• [Task prompt]:
Output all of the data below exactly as given.

[Excerpt from a dataset]

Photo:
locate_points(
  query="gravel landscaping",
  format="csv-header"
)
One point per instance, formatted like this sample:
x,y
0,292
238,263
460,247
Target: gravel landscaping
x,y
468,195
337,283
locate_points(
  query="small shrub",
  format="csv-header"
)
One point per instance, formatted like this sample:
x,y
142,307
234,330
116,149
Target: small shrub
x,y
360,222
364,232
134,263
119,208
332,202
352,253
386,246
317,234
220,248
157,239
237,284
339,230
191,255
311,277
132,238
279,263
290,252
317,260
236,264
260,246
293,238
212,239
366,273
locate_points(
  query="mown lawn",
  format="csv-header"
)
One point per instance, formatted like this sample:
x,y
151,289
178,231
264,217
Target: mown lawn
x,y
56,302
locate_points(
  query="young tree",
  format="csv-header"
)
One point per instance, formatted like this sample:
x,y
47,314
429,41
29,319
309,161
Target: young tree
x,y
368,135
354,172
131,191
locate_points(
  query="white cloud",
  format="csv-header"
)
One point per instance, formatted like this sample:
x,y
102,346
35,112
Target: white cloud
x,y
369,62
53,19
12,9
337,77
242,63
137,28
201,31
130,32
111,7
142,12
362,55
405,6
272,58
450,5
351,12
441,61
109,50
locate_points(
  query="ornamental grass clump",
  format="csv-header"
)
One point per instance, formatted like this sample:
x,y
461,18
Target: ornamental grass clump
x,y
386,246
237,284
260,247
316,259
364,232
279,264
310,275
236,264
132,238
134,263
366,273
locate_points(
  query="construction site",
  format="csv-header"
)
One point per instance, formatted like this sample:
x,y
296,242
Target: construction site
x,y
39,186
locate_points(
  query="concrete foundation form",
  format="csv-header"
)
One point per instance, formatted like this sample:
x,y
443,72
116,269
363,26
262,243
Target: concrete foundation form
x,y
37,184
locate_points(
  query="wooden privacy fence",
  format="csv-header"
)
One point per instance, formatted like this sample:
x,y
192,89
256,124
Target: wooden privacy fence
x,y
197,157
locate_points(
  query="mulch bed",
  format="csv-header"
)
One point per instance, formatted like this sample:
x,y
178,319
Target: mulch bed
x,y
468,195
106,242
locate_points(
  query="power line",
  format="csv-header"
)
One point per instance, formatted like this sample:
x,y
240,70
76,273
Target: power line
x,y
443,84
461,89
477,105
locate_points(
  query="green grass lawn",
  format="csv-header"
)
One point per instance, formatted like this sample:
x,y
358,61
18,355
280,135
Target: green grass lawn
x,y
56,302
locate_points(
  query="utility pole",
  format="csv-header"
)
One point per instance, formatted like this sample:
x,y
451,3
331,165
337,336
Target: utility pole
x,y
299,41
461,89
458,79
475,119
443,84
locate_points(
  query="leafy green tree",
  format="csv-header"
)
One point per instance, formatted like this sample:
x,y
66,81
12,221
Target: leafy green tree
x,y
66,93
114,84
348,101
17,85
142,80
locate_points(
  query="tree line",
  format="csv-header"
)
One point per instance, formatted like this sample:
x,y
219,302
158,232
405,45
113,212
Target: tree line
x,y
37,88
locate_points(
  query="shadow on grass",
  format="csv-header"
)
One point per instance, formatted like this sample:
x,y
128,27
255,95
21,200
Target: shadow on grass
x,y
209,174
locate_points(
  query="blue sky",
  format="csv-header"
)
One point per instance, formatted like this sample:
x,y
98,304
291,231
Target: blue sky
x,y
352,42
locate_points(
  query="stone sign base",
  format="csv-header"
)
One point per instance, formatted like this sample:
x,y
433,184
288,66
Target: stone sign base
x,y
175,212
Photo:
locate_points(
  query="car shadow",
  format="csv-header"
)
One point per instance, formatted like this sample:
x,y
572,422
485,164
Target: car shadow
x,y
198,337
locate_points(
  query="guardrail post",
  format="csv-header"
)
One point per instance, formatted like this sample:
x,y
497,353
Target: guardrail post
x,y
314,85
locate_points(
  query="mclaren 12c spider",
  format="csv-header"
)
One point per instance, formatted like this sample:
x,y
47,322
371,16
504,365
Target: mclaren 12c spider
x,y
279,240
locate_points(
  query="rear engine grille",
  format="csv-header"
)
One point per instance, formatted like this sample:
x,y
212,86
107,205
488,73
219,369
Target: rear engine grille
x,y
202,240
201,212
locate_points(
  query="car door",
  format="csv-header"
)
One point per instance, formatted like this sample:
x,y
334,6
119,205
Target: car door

• [Answer to the task]:
Photo:
locate_points(
  query="gravel landscaping",
  format="csv-header"
)
One point per instance, formatted like this sample:
x,y
0,292
238,263
460,247
Target: gravel landscaping
x,y
468,195
337,283
locate_points(
  query="small shrub",
  format="csv-header"
)
One point per instance, formatted like this sample:
x,y
142,307
234,330
116,149
Target: small shrub
x,y
360,222
364,232
134,263
119,208
332,202
352,253
386,246
317,234
220,248
157,239
237,284
339,230
191,255
311,277
132,238
279,263
290,252
317,260
236,264
260,246
293,238
212,239
366,273
locate_points(
  query="mown lawn",
  format="csv-header"
)
One point per instance, formatted like this sample:
x,y
151,289
178,231
264,217
Target: mown lawn
x,y
56,302
locate_points(
  query="young tree",
  format="csv-header"
)
One point per instance, formatted like this sample:
x,y
47,314
429,41
29,319
309,161
Target: young tree
x,y
368,135
354,172
131,191
locate_points(
  query="white cloud",
  format="csv-header"
)
One point per instance, formatted like this sample:
x,y
102,346
35,112
Target: white cloud
x,y
369,62
53,19
12,9
337,77
242,63
137,28
201,31
130,32
111,7
142,12
362,55
405,6
272,58
450,5
351,12
441,61
109,50
locate_points(
  query="ornamental grass clump",
  format="csv-header"
)
One point per instance, formatted like this sample:
x,y
461,18
Target: ornamental grass clump
x,y
386,246
237,284
260,247
316,259
364,232
279,264
310,275
236,264
132,238
134,263
366,273
locate_points(
  query="construction site",
  format="csv-header"
)
One point per instance, formatted like this sample:
x,y
296,242
Target: construction site
x,y
39,186
locate_points(
  query="concrete foundation form",
  format="csv-header"
)
One point per instance, formatted like this sample:
x,y
443,72
116,269
363,26
262,243
Target: concrete foundation form
x,y
37,184
locate_points(
  query="wooden privacy fence",
  format="csv-header"
)
One point per instance, formatted like this sample:
x,y
192,89
256,124
Target: wooden privacy fence
x,y
197,157
locate_points(
  query="mulch bed",
  format="csv-header"
)
One point per instance, formatted like this sample:
x,y
178,319
Target: mulch bed
x,y
468,195
106,242
locate_points(
  query="power line",
  format="csv-header"
)
One point per instance, formatted like this sample:
x,y
240,70
76,273
Target: power line
x,y
443,84
461,89
477,105
locate_points(
  query="green grass lawn",
  format="csv-header"
)
One point per instance, formatted like this sample:
x,y
358,61
18,355
280,135
Target: green grass lawn
x,y
56,302
locate_points(
  query="utility pole",
  format="csv-header"
)
One point per instance, formatted like this sample:
x,y
451,3
331,165
337,336
Target: utility pole
x,y
299,41
461,89
458,79
475,119
443,84
locate_points(
  query="leafy green tree",
  format="csv-header"
)
One point per instance, formatted like this sample:
x,y
66,81
12,221
Target: leafy green tree
x,y
66,93
114,84
348,101
17,85
142,80
locate_points(
  query="tree line",
  format="csv-header"
)
One point per instance, formatted like this sample:
x,y
219,302
158,232
405,45
113,212
Target: tree line
x,y
37,88
locate_points(
  query="shadow on grass",
  format="csv-header"
)
One point per instance, formatted like this sample:
x,y
128,27
255,95
21,200
Target: shadow on grass
x,y
209,174
locate_points(
  query="blue sky",
  format="csv-header"
)
One point per instance, formatted like this sample:
x,y
98,304
291,231
Target: blue sky
x,y
352,42
locate_points(
  query="stone sign base",
  format="csv-header"
)
One point per instance, formatted like this sample:
x,y
433,184
288,66
Target: stone sign base
x,y
175,212
Photo:
locate_points(
  query="car shadow",
  format="csv-header"
)
One point per instance, formatted like this sample:
x,y
572,422
485,164
Target: car shadow
x,y
198,337
locate_points(
  query="guardrail post",
  format="csv-header"
)
One point per instance, formatted like this sample:
x,y
497,353
Target: guardrail post
x,y
314,85
locate_points(
  query="mclaren 12c spider",
  format="csv-header"
)
One point per instance, formatted like this sample:
x,y
47,322
371,16
504,365
Target: mclaren 12c spider
x,y
279,240
locate_points(
  query="rear engine grille",
  format="csv-header"
)
One point per instance, formatted like this sample:
x,y
212,86
107,205
488,73
219,369
Target: rear engine grille
x,y
202,240
201,212
locate_points(
  query="car door",
  format="csv-header"
)
One point per instance, formatted like this sample:
x,y
334,6
119,205
Target: car door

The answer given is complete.